ENUNCIADO –
¿Qué líneas del listado que sigue contienen la palabra "black"? Búscalas y cópialas todas, teniendo en cuenta mayúsculas y minúsculas.

DATOS –

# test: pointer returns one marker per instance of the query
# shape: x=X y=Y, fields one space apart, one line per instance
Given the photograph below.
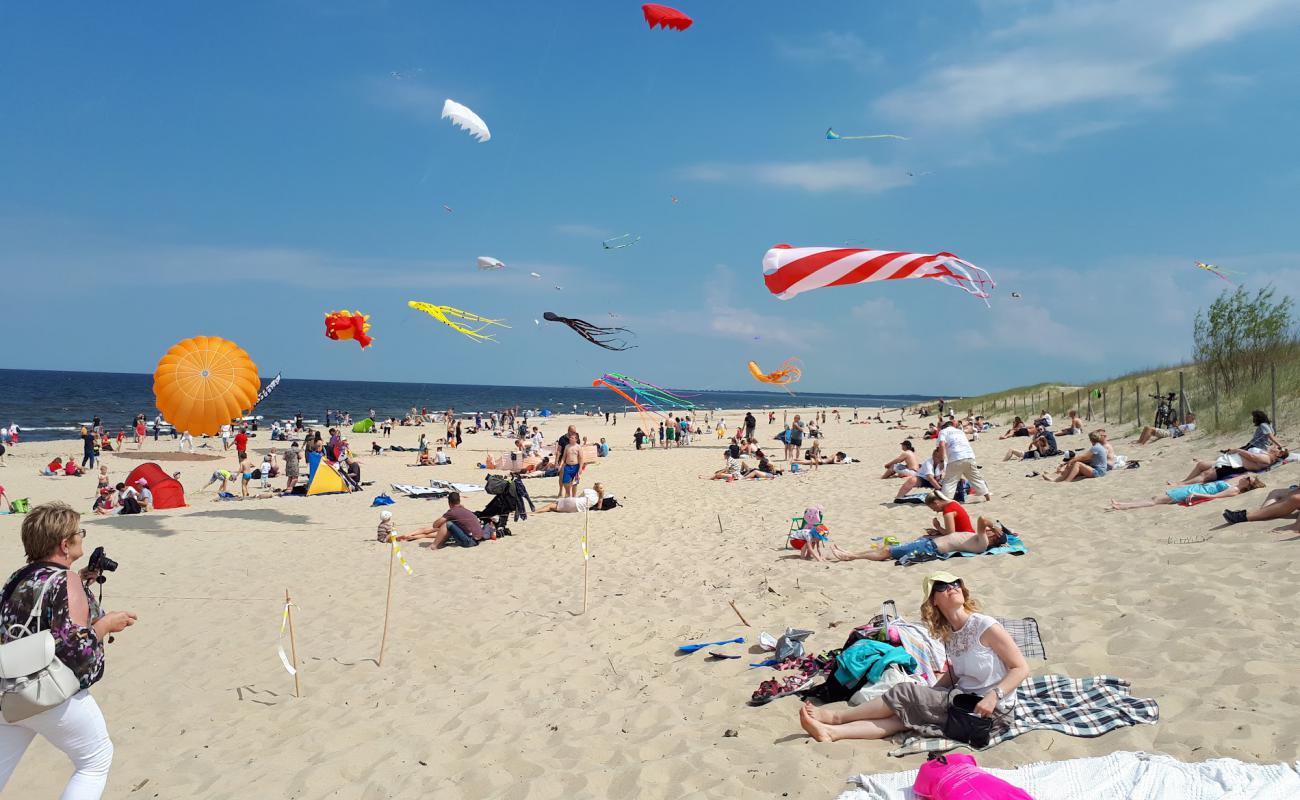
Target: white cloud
x=1077 y=53
x=830 y=47
x=844 y=174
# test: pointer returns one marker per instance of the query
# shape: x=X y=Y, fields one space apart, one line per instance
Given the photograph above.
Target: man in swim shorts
x=572 y=467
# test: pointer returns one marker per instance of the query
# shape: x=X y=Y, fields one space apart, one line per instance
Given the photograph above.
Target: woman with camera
x=53 y=540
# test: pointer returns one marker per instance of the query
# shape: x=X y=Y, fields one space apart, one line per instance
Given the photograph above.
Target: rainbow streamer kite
x=832 y=135
x=791 y=271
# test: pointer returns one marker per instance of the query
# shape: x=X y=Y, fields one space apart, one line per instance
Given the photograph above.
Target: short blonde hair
x=46 y=526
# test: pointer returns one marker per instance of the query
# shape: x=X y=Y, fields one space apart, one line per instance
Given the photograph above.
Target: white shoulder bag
x=31 y=677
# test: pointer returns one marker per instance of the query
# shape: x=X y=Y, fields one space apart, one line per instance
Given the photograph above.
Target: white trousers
x=77 y=727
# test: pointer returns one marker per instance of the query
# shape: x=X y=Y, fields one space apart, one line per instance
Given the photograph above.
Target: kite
x=619 y=242
x=1213 y=268
x=791 y=271
x=788 y=373
x=666 y=17
x=648 y=398
x=464 y=119
x=341 y=325
x=602 y=337
x=832 y=135
x=203 y=383
x=442 y=312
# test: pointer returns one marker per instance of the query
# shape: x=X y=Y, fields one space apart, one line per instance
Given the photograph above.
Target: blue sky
x=241 y=169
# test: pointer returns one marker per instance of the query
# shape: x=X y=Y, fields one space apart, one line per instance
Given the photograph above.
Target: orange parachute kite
x=788 y=373
x=349 y=325
x=203 y=383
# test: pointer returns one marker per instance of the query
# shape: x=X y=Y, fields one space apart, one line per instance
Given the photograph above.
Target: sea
x=48 y=405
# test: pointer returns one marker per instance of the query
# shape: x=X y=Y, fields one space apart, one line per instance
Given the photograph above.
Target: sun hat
x=928 y=582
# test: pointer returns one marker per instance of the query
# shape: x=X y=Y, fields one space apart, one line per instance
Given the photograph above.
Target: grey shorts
x=924 y=709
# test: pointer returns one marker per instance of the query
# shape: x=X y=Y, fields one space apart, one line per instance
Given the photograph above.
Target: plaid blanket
x=1025 y=634
x=1078 y=706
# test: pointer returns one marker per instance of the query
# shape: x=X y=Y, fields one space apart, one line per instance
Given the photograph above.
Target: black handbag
x=963 y=725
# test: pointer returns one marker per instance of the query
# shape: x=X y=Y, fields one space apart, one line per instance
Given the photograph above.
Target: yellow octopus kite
x=442 y=312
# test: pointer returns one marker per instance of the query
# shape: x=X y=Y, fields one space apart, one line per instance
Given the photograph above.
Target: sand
x=494 y=686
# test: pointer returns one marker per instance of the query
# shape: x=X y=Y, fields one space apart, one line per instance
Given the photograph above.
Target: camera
x=100 y=562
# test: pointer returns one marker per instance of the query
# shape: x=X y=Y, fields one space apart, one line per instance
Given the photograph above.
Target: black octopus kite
x=610 y=338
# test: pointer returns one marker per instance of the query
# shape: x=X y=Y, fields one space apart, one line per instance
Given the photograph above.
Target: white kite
x=466 y=119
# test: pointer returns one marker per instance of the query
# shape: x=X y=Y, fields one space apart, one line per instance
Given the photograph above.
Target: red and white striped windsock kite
x=789 y=271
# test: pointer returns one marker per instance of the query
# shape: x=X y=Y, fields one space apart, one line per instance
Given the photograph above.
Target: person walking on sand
x=960 y=462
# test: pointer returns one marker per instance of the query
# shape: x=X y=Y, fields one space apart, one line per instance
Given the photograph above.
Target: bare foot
x=815 y=729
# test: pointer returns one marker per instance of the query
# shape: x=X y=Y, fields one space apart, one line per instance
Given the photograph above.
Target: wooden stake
x=732 y=604
x=293 y=647
x=388 y=602
x=586 y=557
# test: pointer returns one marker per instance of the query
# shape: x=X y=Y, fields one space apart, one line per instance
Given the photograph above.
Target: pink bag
x=957 y=777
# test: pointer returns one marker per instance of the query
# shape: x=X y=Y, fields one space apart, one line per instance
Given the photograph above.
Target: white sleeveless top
x=976 y=669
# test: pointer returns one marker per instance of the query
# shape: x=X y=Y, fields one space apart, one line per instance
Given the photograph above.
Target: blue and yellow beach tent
x=325 y=480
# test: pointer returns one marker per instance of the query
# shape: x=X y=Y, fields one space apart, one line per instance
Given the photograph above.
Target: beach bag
x=957 y=777
x=963 y=725
x=31 y=677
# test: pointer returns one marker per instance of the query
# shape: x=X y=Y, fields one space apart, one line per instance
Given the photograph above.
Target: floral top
x=77 y=647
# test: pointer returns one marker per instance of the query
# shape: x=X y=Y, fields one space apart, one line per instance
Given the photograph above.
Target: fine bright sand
x=494 y=686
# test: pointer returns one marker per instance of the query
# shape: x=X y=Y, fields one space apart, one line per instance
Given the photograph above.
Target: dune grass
x=1123 y=403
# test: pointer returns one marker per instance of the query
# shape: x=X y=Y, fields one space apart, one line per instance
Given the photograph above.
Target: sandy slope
x=493 y=686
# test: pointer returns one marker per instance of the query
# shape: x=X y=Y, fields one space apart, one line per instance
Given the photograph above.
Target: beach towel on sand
x=1118 y=777
x=1078 y=706
x=1013 y=545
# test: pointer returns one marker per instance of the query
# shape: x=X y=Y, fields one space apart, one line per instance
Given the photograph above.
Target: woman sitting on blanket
x=983 y=660
x=1018 y=428
x=1191 y=493
x=905 y=463
x=950 y=532
x=927 y=475
x=1234 y=462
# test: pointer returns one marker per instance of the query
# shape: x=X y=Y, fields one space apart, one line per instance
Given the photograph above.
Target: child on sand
x=385 y=531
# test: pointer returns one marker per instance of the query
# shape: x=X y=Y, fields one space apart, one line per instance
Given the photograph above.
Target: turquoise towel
x=870 y=657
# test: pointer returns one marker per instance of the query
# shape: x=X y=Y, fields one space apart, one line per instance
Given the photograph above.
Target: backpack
x=497 y=484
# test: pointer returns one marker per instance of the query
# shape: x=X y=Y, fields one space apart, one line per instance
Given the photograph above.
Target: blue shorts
x=922 y=545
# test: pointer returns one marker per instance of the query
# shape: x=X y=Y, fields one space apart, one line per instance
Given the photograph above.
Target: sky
x=241 y=169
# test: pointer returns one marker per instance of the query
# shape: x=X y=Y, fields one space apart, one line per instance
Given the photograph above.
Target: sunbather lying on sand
x=950 y=532
x=1234 y=462
x=984 y=661
x=1181 y=494
x=1149 y=435
x=1279 y=504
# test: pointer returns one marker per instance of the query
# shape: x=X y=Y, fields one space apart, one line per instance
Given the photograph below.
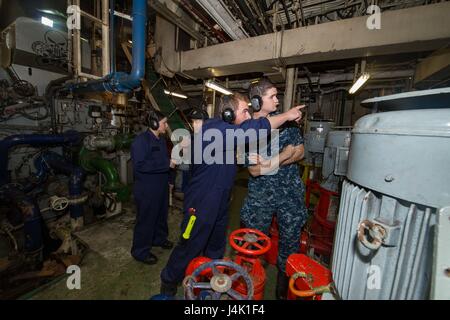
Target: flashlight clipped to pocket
x=190 y=225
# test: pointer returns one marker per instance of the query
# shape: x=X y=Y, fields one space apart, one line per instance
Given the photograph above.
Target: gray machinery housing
x=335 y=159
x=394 y=210
x=315 y=136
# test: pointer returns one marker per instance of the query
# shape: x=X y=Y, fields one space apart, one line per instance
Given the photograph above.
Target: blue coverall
x=151 y=192
x=208 y=192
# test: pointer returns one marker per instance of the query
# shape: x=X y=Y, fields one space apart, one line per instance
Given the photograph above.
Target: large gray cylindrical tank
x=398 y=179
x=335 y=159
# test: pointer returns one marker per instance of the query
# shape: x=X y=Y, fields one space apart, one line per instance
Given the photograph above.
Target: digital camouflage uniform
x=281 y=194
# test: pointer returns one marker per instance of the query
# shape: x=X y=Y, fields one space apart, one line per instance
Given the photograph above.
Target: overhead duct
x=121 y=82
x=224 y=18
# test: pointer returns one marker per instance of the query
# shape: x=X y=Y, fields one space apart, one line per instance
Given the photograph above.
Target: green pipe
x=92 y=161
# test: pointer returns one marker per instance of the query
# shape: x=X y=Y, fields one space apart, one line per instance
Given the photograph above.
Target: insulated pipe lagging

SOLUCIÓN –
Target: black handbag
Target: black octopus kite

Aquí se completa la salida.